▶ **WORK TO COMPLETE**: Copy the lines of the entries below word for word, starting at the line that contains "Exercise. Tag the cap" and ending after the line that contains "x=43, y=115".

▶ **DATA PROVIDED**:
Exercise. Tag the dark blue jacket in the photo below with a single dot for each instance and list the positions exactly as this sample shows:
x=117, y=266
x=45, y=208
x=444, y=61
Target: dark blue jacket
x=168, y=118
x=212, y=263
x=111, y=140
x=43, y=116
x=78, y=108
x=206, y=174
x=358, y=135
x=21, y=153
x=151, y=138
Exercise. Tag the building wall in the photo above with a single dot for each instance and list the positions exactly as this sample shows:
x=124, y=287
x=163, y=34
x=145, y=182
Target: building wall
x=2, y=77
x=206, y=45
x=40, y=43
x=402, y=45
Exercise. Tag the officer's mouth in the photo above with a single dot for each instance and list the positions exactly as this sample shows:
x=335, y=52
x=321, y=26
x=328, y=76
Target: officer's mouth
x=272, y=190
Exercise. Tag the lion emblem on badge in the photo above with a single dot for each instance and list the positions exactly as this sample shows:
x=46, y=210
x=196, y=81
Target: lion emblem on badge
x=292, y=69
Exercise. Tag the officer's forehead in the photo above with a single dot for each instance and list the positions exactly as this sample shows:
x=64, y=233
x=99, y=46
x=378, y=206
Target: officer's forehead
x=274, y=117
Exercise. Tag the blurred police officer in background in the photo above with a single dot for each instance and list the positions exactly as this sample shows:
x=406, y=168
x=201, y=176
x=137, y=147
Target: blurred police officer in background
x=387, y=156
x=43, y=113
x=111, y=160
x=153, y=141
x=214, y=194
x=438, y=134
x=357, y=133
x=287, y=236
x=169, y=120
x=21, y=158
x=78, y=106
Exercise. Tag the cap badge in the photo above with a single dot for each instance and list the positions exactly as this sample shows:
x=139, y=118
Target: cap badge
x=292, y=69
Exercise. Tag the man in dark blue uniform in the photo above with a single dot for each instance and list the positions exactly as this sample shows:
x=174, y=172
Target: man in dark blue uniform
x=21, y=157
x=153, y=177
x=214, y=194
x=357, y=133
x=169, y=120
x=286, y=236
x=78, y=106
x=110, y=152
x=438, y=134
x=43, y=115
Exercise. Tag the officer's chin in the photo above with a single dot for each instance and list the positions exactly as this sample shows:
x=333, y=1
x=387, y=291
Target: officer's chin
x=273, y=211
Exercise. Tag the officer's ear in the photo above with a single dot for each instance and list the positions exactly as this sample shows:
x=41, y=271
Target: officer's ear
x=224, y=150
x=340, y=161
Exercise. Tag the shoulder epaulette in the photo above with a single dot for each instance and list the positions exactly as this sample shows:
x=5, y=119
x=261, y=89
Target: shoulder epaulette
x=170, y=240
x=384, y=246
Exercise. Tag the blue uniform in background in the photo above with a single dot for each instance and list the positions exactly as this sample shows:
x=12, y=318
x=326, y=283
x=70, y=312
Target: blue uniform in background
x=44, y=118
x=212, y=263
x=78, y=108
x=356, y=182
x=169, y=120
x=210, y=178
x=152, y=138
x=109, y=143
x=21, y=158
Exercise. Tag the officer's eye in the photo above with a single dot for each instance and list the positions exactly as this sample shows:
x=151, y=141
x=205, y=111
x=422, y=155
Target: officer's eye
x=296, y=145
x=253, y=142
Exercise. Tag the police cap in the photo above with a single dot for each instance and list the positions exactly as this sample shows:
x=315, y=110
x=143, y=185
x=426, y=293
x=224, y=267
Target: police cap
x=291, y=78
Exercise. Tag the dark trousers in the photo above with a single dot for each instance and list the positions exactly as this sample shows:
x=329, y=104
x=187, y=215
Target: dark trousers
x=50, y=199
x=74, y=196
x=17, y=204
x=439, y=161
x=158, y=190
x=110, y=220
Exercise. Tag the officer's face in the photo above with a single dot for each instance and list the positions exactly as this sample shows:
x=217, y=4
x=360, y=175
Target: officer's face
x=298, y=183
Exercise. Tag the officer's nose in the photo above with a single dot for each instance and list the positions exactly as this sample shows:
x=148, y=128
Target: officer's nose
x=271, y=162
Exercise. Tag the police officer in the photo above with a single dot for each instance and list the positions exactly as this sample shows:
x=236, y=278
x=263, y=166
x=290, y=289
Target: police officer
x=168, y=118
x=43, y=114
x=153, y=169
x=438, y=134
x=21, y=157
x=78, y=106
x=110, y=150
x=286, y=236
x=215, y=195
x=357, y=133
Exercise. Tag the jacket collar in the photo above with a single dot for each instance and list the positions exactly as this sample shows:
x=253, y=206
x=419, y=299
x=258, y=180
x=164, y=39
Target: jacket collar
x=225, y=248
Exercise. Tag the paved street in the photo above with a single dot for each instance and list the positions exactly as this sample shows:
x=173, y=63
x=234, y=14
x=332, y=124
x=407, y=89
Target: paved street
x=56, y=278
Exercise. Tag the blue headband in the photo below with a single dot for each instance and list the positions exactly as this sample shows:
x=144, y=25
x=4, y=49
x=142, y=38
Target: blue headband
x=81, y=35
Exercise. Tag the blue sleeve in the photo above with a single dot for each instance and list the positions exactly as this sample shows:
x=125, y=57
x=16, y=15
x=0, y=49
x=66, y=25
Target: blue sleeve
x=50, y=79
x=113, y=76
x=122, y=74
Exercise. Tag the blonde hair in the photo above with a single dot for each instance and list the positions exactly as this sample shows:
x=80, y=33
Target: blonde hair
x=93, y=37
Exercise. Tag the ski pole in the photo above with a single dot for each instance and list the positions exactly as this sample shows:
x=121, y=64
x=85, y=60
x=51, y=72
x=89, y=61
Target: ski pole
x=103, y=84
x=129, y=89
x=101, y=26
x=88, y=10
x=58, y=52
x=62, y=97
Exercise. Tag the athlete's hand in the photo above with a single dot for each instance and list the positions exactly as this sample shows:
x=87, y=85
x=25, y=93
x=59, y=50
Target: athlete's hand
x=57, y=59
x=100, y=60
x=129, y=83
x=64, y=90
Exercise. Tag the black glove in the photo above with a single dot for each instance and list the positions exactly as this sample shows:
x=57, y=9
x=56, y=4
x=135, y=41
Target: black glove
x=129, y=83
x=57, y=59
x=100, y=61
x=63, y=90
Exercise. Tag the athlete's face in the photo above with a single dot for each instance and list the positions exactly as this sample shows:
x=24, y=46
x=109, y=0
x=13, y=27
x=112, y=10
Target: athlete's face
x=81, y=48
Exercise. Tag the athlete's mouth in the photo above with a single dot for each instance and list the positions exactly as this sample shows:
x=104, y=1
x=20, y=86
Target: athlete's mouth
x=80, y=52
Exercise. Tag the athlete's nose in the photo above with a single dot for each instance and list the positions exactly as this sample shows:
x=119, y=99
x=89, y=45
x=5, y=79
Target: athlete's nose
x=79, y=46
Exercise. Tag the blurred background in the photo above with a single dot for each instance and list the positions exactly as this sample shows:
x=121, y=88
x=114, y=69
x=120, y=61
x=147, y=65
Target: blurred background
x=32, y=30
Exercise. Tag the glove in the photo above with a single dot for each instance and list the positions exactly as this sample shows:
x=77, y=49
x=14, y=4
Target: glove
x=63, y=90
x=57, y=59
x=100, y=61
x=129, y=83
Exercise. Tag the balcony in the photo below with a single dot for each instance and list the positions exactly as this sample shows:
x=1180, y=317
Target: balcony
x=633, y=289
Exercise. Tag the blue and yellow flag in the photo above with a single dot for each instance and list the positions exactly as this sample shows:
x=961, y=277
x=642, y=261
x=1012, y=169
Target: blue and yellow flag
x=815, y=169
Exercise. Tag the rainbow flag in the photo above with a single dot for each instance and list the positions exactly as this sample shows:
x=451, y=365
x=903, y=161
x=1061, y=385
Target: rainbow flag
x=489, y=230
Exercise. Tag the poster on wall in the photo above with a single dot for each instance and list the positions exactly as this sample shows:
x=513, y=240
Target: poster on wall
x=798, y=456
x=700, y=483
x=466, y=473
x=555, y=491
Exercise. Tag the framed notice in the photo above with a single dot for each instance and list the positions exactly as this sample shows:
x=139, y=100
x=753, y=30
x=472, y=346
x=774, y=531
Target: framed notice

▶ **ANSWER IN FULL**:
Exercise. Tag the cap badge in the photo above with a single dot for each instance and list the positions exactly as this sample shows:
x=139, y=118
Target: cap badge
x=292, y=69
Exercise. Tag the man in dark blue uniform in the photo above with a single dot for each instance and list the positions exactly as this sample shows:
x=174, y=172
Target: man in dark blue uniform
x=21, y=157
x=153, y=177
x=214, y=194
x=357, y=133
x=169, y=120
x=286, y=236
x=78, y=106
x=110, y=152
x=438, y=134
x=43, y=115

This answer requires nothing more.